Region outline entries
--- BEGIN ---

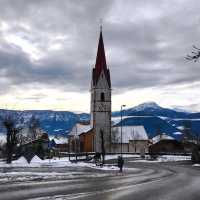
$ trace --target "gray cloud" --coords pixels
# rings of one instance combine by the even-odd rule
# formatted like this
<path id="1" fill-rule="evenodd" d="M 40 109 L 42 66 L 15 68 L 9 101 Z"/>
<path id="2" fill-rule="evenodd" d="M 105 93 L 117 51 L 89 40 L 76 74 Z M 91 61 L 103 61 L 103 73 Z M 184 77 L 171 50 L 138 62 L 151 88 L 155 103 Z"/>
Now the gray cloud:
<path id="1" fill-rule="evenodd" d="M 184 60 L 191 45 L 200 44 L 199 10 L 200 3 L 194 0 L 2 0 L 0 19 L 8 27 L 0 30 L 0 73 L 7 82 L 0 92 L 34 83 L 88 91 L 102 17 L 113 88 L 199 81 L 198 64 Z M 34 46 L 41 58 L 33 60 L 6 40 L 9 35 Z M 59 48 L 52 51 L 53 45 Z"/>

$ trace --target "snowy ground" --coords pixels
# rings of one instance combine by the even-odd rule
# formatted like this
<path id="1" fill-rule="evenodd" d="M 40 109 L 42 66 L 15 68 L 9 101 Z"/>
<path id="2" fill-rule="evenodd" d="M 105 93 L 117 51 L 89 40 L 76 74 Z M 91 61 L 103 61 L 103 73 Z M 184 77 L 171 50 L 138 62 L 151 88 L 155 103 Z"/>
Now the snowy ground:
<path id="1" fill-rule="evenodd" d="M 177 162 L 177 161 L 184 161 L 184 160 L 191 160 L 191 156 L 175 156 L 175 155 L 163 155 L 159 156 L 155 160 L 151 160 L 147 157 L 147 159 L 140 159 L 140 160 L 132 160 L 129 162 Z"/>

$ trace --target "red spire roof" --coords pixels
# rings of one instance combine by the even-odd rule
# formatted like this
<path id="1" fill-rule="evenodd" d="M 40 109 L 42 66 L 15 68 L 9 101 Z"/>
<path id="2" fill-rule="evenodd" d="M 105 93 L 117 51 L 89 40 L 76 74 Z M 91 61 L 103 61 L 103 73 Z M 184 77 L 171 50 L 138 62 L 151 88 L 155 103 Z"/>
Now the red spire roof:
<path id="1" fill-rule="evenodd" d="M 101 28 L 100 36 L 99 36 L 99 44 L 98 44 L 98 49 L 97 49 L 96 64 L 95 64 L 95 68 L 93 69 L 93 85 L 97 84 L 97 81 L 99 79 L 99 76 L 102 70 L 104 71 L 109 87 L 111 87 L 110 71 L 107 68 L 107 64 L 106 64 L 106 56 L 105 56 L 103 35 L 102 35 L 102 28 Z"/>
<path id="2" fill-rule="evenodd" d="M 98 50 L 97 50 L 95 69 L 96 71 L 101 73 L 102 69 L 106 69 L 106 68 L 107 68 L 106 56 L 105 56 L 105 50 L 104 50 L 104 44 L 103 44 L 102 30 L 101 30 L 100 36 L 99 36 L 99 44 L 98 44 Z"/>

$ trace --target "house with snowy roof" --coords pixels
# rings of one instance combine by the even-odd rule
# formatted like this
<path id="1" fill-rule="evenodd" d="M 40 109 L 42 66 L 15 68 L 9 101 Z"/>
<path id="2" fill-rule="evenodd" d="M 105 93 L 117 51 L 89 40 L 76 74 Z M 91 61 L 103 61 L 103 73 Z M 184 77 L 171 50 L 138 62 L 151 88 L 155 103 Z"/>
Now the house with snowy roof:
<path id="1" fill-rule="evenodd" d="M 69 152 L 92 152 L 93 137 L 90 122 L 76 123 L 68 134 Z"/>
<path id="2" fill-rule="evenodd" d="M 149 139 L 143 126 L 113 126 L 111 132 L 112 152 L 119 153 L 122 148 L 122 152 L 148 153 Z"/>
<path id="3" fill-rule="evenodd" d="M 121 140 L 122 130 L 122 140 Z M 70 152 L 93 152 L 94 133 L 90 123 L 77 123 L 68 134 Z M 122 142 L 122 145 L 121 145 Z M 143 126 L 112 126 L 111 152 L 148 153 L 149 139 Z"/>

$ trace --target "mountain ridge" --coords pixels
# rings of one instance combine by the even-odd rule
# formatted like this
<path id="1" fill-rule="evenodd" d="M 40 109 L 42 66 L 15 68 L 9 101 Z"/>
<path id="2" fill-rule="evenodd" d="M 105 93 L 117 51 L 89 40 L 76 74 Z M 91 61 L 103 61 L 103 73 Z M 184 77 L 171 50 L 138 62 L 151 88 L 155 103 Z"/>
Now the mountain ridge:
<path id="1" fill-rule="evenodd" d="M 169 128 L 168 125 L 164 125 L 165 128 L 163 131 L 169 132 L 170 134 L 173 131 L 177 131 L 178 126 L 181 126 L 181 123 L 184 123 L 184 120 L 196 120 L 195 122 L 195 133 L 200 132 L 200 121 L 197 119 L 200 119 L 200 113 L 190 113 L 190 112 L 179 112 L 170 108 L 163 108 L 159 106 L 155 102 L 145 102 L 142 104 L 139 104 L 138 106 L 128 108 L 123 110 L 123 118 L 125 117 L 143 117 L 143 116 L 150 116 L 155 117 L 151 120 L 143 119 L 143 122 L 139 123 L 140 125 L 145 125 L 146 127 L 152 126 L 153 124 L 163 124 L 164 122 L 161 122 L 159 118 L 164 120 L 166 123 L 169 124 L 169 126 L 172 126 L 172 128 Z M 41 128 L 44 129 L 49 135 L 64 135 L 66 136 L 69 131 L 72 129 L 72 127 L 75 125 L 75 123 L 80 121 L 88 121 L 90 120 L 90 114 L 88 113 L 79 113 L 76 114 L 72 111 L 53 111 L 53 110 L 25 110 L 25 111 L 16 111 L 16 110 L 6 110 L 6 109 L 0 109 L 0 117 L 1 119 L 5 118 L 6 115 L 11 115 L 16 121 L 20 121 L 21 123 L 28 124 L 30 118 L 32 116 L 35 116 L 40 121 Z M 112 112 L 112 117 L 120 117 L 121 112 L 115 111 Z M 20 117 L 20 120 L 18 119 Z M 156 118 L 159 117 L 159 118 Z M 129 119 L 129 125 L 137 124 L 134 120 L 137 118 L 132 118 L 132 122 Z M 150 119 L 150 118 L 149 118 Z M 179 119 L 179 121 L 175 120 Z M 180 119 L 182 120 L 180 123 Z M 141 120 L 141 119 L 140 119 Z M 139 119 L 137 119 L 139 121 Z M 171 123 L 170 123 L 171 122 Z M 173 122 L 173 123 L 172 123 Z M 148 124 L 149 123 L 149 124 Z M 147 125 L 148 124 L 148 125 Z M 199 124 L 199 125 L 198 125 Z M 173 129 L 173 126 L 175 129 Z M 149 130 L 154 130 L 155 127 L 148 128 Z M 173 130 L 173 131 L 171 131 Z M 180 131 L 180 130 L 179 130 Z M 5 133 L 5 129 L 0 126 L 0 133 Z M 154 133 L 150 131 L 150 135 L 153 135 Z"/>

--- END ---
--- BEGIN ---

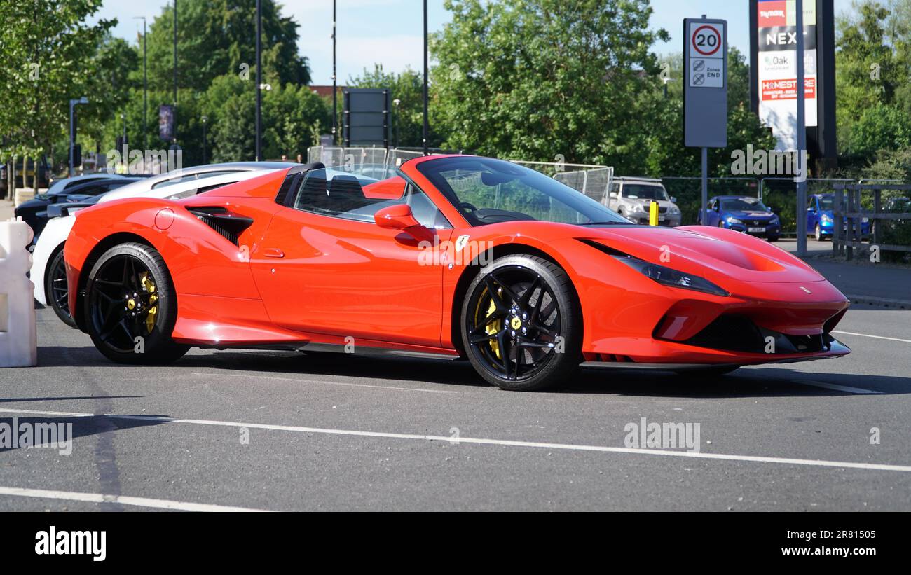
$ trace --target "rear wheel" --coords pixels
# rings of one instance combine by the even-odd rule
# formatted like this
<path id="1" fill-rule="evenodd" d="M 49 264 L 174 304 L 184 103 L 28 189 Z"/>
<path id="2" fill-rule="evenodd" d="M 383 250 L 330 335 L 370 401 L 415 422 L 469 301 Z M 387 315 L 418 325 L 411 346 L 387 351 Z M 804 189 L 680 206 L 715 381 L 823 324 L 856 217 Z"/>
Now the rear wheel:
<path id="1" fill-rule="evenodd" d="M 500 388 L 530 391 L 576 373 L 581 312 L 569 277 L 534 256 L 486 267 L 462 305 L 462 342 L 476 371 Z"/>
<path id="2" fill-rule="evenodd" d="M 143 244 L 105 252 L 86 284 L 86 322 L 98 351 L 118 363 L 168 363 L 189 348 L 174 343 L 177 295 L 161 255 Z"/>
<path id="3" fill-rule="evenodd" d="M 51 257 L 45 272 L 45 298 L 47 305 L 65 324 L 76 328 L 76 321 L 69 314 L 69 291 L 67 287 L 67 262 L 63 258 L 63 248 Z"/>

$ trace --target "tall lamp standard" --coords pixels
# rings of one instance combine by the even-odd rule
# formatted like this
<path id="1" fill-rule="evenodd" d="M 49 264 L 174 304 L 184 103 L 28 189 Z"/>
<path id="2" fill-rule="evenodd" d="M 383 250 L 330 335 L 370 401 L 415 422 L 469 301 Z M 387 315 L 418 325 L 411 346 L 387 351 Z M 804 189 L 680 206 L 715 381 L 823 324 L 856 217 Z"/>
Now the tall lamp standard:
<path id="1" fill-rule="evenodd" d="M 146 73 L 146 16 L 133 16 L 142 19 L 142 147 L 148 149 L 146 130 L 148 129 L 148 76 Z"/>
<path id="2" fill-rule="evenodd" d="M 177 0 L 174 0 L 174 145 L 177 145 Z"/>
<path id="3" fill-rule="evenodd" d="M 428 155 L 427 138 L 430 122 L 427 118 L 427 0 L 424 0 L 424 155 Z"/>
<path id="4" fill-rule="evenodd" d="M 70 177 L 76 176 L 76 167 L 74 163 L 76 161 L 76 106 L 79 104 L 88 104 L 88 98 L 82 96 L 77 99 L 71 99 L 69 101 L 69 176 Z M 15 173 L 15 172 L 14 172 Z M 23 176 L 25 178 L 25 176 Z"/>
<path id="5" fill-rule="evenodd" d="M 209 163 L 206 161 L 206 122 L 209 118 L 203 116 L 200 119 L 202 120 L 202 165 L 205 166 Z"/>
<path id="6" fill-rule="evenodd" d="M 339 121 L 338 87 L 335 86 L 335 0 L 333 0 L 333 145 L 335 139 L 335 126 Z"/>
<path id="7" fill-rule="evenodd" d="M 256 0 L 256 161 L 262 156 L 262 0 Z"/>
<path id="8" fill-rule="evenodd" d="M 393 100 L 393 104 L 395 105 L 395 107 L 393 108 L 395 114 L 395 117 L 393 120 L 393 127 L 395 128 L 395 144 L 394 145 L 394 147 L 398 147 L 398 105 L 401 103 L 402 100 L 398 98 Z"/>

--- END ---

(WHAT IS ASKED)
Tally the lines above that contain the string "lamp", with case counting, and reply with only the number.

(WRITTEN ANSWER)
2